Cuarto Riesgo: Pero siempre hay un pero. La Inteligencia Artificial no es neutral. E Instrumentalizada como herramienta posiblemente sea muy útil, pero puesta en el centro de dispositivos de la toma de decisiones es un peligro, incluso de objetivización de una sola forma de ideologización. La instrumentalización más radical y absoluta, por ejemplo, de la Razón Neoliberal. Y, además, como bien explica Éric Sadin, legitimada por una eficiencia arrolladora. Después de todo ¿quién puede estar en contra de GoogleMaps, de Tinder, y de tantas otras aplicaciones que nos mejoran y hacen más dulce nuestra esclavitud al capitalismo tecnofeudal?

* [Filas mostradas]
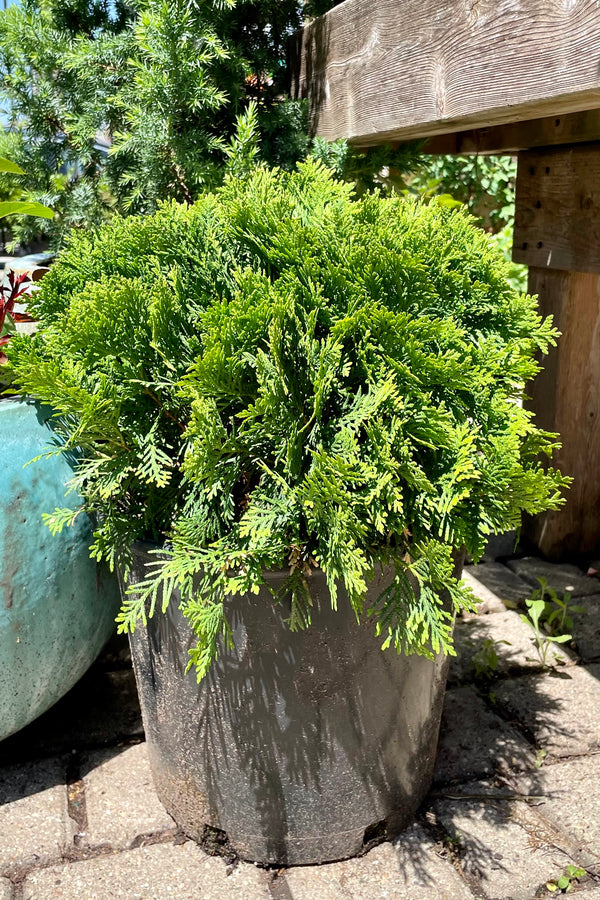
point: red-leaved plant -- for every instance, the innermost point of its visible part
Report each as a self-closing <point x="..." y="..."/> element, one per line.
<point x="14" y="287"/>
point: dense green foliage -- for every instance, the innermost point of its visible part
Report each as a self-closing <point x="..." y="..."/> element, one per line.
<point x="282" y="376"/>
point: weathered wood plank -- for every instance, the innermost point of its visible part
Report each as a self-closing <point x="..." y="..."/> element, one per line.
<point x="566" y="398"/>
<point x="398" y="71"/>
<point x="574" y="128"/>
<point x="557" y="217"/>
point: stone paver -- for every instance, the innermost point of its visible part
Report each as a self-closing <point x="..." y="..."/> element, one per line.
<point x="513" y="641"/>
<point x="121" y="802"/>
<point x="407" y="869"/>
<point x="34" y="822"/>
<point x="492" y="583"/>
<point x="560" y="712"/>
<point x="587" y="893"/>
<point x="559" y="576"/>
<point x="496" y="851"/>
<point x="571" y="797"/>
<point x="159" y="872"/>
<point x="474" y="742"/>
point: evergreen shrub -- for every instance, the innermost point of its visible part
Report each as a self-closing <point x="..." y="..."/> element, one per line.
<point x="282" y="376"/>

--

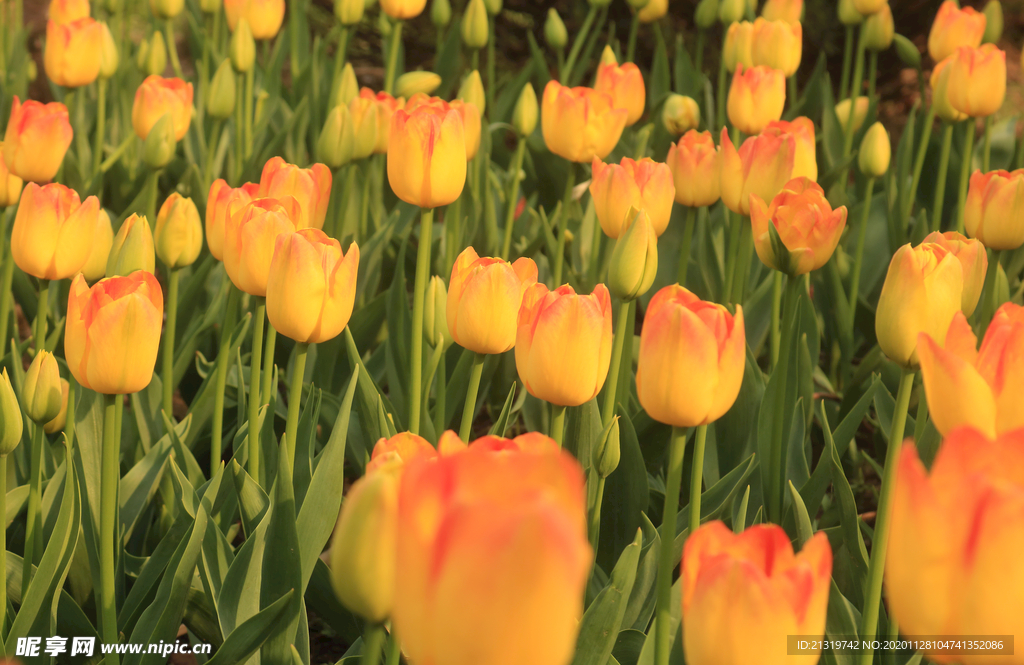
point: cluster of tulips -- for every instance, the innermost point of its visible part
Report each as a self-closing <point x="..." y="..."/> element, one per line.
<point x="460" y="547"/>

* [Datos del ejercicio]
Según el texto seleccionado, ¿qué es lo que no es neutral? Las filas no hacen falta para nada de lo que se pide aquí.

* [Resultado a continuación]
La Inteligencia Artificial.